WHAT TO DO -
Give back every line of the data below exactly.

Referring expression pointing data
▼

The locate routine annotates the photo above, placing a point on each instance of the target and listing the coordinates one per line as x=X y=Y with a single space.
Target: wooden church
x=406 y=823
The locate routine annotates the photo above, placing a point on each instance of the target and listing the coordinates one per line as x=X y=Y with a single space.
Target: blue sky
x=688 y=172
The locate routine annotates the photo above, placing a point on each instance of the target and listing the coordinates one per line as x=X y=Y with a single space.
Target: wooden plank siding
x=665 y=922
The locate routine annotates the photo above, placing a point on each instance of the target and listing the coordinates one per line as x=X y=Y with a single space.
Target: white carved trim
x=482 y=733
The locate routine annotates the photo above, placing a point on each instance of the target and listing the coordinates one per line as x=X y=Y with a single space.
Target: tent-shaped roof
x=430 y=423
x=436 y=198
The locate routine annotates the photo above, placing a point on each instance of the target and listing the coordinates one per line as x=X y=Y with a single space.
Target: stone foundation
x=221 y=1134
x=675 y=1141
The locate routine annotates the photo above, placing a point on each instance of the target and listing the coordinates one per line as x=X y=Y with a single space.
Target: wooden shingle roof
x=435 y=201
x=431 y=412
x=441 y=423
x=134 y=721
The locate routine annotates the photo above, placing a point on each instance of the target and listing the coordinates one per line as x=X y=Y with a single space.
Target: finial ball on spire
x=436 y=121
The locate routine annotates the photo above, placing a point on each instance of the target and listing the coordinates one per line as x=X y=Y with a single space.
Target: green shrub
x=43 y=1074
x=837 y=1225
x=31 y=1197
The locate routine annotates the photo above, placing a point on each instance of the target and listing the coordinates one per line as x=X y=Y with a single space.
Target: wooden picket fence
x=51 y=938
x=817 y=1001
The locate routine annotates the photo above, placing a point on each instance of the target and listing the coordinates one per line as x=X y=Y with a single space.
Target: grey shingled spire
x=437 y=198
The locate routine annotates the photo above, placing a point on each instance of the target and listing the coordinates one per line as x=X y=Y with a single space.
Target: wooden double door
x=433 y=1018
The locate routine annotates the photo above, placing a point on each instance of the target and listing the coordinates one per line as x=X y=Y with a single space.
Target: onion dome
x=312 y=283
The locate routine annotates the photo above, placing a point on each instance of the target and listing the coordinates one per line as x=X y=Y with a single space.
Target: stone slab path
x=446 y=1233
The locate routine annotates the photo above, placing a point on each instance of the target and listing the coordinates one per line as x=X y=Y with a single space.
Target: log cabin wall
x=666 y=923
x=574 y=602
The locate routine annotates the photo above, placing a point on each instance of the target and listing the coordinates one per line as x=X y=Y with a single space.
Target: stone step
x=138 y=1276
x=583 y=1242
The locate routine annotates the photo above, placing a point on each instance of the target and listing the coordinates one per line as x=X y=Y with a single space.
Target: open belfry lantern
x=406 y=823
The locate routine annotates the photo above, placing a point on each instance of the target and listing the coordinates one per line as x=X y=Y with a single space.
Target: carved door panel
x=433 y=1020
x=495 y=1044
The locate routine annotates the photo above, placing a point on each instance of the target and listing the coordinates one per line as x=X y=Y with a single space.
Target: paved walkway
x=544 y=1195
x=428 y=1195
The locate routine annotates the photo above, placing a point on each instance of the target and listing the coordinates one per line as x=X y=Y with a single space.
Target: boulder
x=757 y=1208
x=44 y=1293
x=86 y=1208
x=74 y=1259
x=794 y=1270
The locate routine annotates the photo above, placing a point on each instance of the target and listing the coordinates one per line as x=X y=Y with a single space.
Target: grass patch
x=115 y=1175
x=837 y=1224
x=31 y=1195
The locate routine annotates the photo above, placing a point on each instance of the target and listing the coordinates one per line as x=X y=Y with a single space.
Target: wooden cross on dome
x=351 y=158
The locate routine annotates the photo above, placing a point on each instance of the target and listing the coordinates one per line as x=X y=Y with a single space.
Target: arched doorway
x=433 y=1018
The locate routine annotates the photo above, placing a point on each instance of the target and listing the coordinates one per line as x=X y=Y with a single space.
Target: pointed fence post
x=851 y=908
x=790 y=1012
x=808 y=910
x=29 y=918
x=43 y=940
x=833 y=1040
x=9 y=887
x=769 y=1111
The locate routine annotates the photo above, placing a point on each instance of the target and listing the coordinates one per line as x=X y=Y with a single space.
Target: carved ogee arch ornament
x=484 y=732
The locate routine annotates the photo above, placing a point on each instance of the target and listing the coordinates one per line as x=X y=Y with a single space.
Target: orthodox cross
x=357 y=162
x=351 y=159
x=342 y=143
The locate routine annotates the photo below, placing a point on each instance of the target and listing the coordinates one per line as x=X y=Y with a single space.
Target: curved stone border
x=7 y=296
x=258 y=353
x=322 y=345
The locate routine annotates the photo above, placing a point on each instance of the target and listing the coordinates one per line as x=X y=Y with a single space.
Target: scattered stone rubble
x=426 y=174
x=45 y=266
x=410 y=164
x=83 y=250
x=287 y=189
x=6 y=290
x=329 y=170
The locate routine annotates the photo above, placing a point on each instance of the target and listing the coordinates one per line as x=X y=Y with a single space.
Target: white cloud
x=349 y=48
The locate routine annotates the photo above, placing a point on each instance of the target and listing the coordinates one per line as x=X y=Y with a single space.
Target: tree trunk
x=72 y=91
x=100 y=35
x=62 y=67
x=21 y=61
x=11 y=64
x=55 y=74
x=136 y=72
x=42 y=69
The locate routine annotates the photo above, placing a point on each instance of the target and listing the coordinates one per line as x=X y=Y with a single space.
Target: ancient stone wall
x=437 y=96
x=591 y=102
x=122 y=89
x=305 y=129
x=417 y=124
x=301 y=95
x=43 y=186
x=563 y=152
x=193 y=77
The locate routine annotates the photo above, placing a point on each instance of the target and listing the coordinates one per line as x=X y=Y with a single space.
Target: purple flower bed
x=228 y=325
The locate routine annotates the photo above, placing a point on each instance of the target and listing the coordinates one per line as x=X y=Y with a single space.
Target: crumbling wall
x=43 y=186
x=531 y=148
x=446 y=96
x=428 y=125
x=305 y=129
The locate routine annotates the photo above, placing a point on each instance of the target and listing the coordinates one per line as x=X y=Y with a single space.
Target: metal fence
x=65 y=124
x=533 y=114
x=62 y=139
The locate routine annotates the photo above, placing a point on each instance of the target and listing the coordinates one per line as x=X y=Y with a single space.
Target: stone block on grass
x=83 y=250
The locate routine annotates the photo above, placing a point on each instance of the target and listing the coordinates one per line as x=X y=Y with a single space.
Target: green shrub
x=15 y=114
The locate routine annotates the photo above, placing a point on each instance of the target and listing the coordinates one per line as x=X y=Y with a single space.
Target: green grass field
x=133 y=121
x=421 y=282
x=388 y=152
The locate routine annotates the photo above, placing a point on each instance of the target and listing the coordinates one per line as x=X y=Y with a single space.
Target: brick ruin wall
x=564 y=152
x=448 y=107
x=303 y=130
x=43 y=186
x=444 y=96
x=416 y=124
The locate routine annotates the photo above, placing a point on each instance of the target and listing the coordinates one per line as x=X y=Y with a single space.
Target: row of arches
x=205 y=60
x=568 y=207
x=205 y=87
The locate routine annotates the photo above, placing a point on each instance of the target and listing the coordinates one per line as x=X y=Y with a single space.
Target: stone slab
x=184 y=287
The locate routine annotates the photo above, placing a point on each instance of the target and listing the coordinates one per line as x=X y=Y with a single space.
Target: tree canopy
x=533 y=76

▲

ANSWER SECTION -
The locate routine annotates the photo above, placing a point on each instance of the target and listing the coordinates one per line as x=X y=Y with a single space.
Target: wooden church
x=406 y=823
The locate routine annotates the photo above, placing a point on each instance of the target and listing the coordinates one per line as x=X y=Y with a single space.
Target: blue sky
x=688 y=172
The locate routine annotates the photo above, placing a point on each instance of the target and listing the coordinates one per line as x=X y=Y with a single space.
Target: wooden plank siding
x=665 y=922
The locate routine annotates the photo above, placing a point on each instance of the target and listing the coordinates one per line as x=X y=Y with a single space.
Target: white carved trim
x=482 y=733
The locate routine annotates the photo above, placing a point on each instance of the target and listing the coordinates one per line as x=X y=Y with a single space.
Target: tent-shaped roof
x=430 y=423
x=436 y=198
The locate routine annotates the photo above, placing a point on each instance of the target and listing the coordinates one per line as x=X y=Y with a single space.
Target: stone foundation
x=221 y=1134
x=675 y=1141
The locate routine annotates the photo above, placing a point on each instance of the target and listing the coordinates one per line as x=X y=Y with a single space.
Target: wooden shingle roof
x=435 y=201
x=431 y=412
x=441 y=423
x=134 y=721
The locate routine annotates the photo above, placing a point on each instance of the target and listing the coordinates one per line as x=X y=Y with a single space.
Target: finial ball on spire
x=436 y=121
The locate routine annotates the photo above, placing a point on each instance of the target and listing the coordinates one per line as x=X y=Y with a single space.
Target: green shrub
x=43 y=1074
x=837 y=1225
x=31 y=1197
The locate routine annotates the photo above, placing a point on each instance of the target and listing the coordinates one per line as x=X y=Y with a single space.
Target: wooden picket fence
x=51 y=938
x=817 y=1001
The locate routine annotates the photo above, placing a point on each instance of the target and listing the coordinates one per line as x=X y=Y with a single space.
Target: grey shingled spire
x=437 y=198
The locate routine annotates the photo above, placing a point on each instance of the target and listing the coordinates one per line as x=X y=Y with a single space.
Target: wooden double door
x=433 y=1018
The locate routine annotates the photo above, placing a point on each instance of the target and listing the coordinates one per line as x=X y=Y with a single space.
Target: onion dome
x=312 y=283
The locate routine annotates the photo above, placing a point on each instance of the target and listing the coordinates one per line as x=X y=Y with a single space.
Target: stone slab path
x=446 y=1233
The locate routine annotates the photo above, placing a point on each instance of the target and listing the coordinates one per line as x=X y=Y with a single space.
Target: log cabin wall
x=666 y=923
x=574 y=602
The locate routine annotates the photo above, placing a point on each instance of the target and listing the coordinates one per line as x=X y=Y with a single space.
Target: stone step
x=138 y=1276
x=583 y=1242
The locate routine annotates the photo above, placing a point on each instance of the target and listing the coordinates one per line as x=X y=Y with a single space.
Target: open belfry lantern
x=406 y=823
The locate routine annotates the photo above, placing a point on each instance of the target and listing the coordinates one per line as x=X y=Y with a single space.
Target: carved door panel
x=433 y=1020
x=495 y=1044
The locate routine annotates the photo above, placing a point on each instance of the target and listing the coordinates one per line as x=X y=Y with a single space.
Target: paved walkway
x=544 y=1195
x=428 y=1195
The locate routine annotates the photo above, placing a point on each instance of the target and listing the coordinates one per line as x=X y=Y with a single space.
Target: boulder
x=757 y=1208
x=44 y=1293
x=86 y=1208
x=74 y=1259
x=794 y=1270
The locate routine annotates the photo above, placing a point on each instance of the target and listing the coordinates one per line as x=X y=Y with a single space.
Target: grass patch
x=115 y=1175
x=837 y=1224
x=31 y=1195
The locate routine annotates the photo above, placing a point on each instance of the target and listing the coordinates one per line as x=X y=Y with a single space.
Target: wooden cross on dome
x=351 y=158
The locate routine annotates the photo above, placing a point on each instance of the target and listing the coordinates one per line as x=X y=Y with a single space.
Target: arched doorway
x=433 y=1018
The locate routine annotates the photo above, placing a point on each instance of the target and listing the coordinates one per line as x=X y=Y with a single space.
Target: pointed fence post
x=851 y=908
x=790 y=1012
x=808 y=910
x=29 y=918
x=43 y=940
x=833 y=1040
x=9 y=887
x=769 y=1111
The locate routine annotates the photo above, placing a point on each instance of the target and listing the coordinates one per line as x=X y=Y with a single space.
Target: carved ogee arch ornament
x=484 y=732
The locate routine annotates the photo above, placing a point on each instance of the target and listing the coordinates one per line as x=X y=Y with a single space.
Target: orthodox cross
x=357 y=162
x=351 y=159
x=342 y=143
The locate routine annotates the photo below, placing a point on each instance of the target and listing the coordinates one per line as x=X y=Y with a single space.
Target: curved stone border
x=7 y=296
x=258 y=353
x=322 y=345
The locate routine annotates the photo above, placing a point on each instance of the target and listing the coordinates one per line as x=X y=Y with a single space.
Target: scattered stone rubble
x=426 y=174
x=45 y=266
x=410 y=164
x=83 y=250
x=287 y=189
x=6 y=290
x=329 y=170
The locate routine annotates the photo above, placing a point on each instance of the target and listing the coordinates one per line as x=X y=Y with a single space.
Target: white cloud
x=349 y=48
The locate routine annotates the photo above, placing a point on each instance of the target and listing the coordinates one per line as x=X y=Y with a single space.
Target: tree trunk
x=72 y=91
x=100 y=35
x=62 y=67
x=21 y=61
x=11 y=64
x=55 y=74
x=136 y=72
x=42 y=69
The locate routine annotates the photo above, placing a point on each instance of the target and listing the coordinates one per line as x=X y=Y with a single space.
Target: ancient stone wall
x=437 y=96
x=591 y=102
x=122 y=89
x=305 y=129
x=417 y=124
x=301 y=95
x=43 y=186
x=563 y=152
x=193 y=77
The locate routine annotates the photo above, placing a point on each instance of the target and listing the coordinates one per line as x=X y=Y with a single space.
Target: purple flower bed
x=228 y=325
The locate routine annotates the photo above, placing a point on each instance of the target and listing the coordinates one per line as x=X y=Y with a single space.
Target: crumbling wall
x=43 y=186
x=531 y=148
x=446 y=96
x=428 y=125
x=305 y=129
The locate routine annotates the photo above, placing a point on each instance of the target and listing the coordinates one per line as x=X y=Y with a single space.
Target: metal fence
x=65 y=124
x=533 y=114
x=62 y=139
The locate routine annotates the photo above, placing a point on each instance of the target and listing the coordinates one per line as x=X y=Y with a single space.
Target: stone block on grass
x=83 y=250
The locate routine annotates the photo above, placing a point on each instance of the target and listing the coordinates one per line as x=X y=Y with a single space.
Target: green shrub
x=15 y=114
The locate routine annotates the photo above, placing a point on each instance of the target and listing the coordinates one per line as x=X y=Y with a single space.
Target: green grass field
x=133 y=121
x=421 y=282
x=388 y=152
The locate routine annotates the photo above, placing a point on each instance of the target and listing the coordinates one per line as x=X y=Y with a single space.
Target: brick ruin wall
x=564 y=152
x=448 y=107
x=303 y=130
x=43 y=186
x=444 y=96
x=416 y=124
The locate routine annotates the photo above, placing a point on each instance of the target and listing the coordinates one per line as x=X y=Y with a single space.
Target: row of arches
x=205 y=60
x=568 y=207
x=205 y=87
The locate routine annotates the photo above, placing a point on each instance of the target and listing the coordinates one per line as x=X y=Y with a single space.
Target: stone slab
x=184 y=287
The locate routine annotates the photo above, placing a point on each instance of the target and listing the coordinates one per line as x=X y=Y with a single space.
Target: tree canopy
x=533 y=76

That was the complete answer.